### PASSAGE PROVIDED:
----

Updated

More than 70 Mexican travelers have been quarantined in hospitals and hotels in China as part of sweeping anti-swine flu measures, the country's ambassador to Beijing said.

Mexicans were being asked to identify themselves on arriving flights and isolated from other travelers after landing, Jorge Guajardo said in an interview Sunday.

In one case, a Mexican couple and their three small children were rousted from their hotel room at 4 a.m. and transported to a hospital, he said. None of those in isolation has presented symptoms and most had no contact with infected persons or places, he said.

"In many cases we have gotten reports that they were being quarantined for the sole fact that they had a Mexican passport, whether or not they came from Mexico, whether or not they had been in Mexico, whether or not they had been in contact with someone else from Mexico," Guajardo said.

Not even the country's diplomats were immune. The Mexican consul general in the southern city of Guangzhou was briefly held for checks after returning from a Cambodian vacation last week, Guajardo said.

China's authoritarian government doesn't stand on niceties when shifting into crisis mode, locking down much of the country during last summer's Beijing Olympics and sealing off Tibetan areas following anti-government protests last year.

Its responses can often be extreme, shifting from neglectful to over-the-top. During the 2003 outbreak of SARS, or severe acute respiratory syndrome, officials went from denying they had a problem to shutting down much of the country and quarantining scores of people virtually overnight.

Also mindful of the SARS crisis, health workers and police in Hong Kong sealed a downtown hotel with 350 tourists and employees inside to prevent the possible spread of swine flu after a Mexican who stayed there developed a fever. The 25-year-old man, who was not identified, was in stable condition Sunday. The hotel was under a seven-day quarantine that began Friday.

Guajardo said Chinese officials have not furnished the consular notification for Mexicans in quarantine and access he said they were required to provide under an international treaty.

Mexican Foreign Minister Patricia Espinosa has called the quarantines in Beijing and elsewhere discriminatory and urged Mexicans not to travel to China until the situation is resolved.

The Chinese Foreign Ministry said Sunday it had no comment on the complaints and calls to the Health Ministry rang unanswered. But at a news conference Sunday, officials in southern city of Shanghai said the harsh measures were warranted and legal under Chinese law.

"This is for the sake of their own personal health and for the rest of society," said Xu Jianguang, director of the Shanghai Health Bureau. "I believe they will understand."

----

### GIVEN INFORMATION:
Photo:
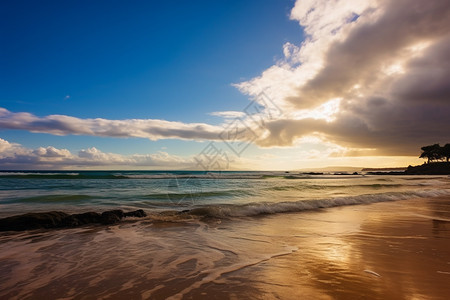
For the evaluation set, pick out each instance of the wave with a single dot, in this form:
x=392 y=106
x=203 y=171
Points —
x=50 y=199
x=267 y=208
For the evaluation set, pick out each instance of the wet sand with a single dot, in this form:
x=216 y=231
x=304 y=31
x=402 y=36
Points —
x=389 y=250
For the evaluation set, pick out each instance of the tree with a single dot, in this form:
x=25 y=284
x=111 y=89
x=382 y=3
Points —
x=431 y=152
x=445 y=152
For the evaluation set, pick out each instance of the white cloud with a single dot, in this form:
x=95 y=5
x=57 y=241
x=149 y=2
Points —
x=152 y=129
x=14 y=156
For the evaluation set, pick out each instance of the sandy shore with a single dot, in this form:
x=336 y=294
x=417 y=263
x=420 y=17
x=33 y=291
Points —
x=390 y=250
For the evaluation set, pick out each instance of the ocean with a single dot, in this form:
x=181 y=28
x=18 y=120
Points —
x=228 y=235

----

Write out the stretch of the news report on Mexican travelers quarantined in China from "Its responses can" through "people virtually overnight.", word for word.

Its responses can often be extreme, shifting from neglectful to over-the-top. During the 2003 outbreak of SARS, or severe acute respiratory syndrome, officials went from denying they had a problem to shutting down much of the country and quarantining scores of people virtually overnight.